■ **Objective**
Please pick out every line in the records below that contains the string "roof", and copy each one. Case counts when matching.

(Dataset items)
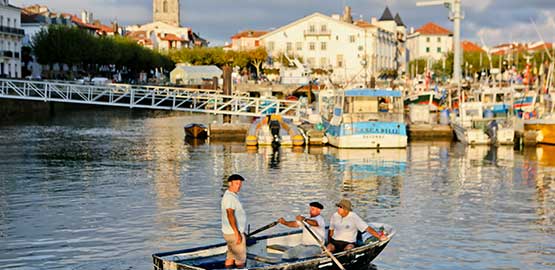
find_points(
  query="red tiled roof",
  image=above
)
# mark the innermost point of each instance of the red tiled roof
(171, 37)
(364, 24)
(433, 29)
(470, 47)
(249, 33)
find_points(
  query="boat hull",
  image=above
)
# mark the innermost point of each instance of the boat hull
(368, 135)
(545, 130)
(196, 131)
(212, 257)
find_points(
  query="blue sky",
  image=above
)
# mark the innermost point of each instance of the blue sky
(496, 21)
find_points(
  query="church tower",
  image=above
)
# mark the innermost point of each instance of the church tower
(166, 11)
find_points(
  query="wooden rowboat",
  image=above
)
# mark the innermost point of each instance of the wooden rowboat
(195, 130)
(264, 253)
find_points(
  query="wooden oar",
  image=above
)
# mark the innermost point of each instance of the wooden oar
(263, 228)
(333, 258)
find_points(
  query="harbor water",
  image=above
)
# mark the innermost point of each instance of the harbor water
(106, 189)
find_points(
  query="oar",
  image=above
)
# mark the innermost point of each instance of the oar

---

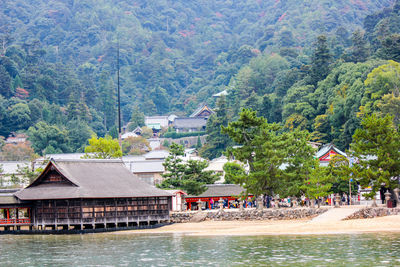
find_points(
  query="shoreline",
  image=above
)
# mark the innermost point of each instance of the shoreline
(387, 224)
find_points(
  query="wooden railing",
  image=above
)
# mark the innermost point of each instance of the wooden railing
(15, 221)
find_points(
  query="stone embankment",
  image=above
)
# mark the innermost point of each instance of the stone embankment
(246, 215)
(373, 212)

■ **Result of this exercise**
  query="red tiled roof",
# mark the innermost point of each instance of the red tiled roof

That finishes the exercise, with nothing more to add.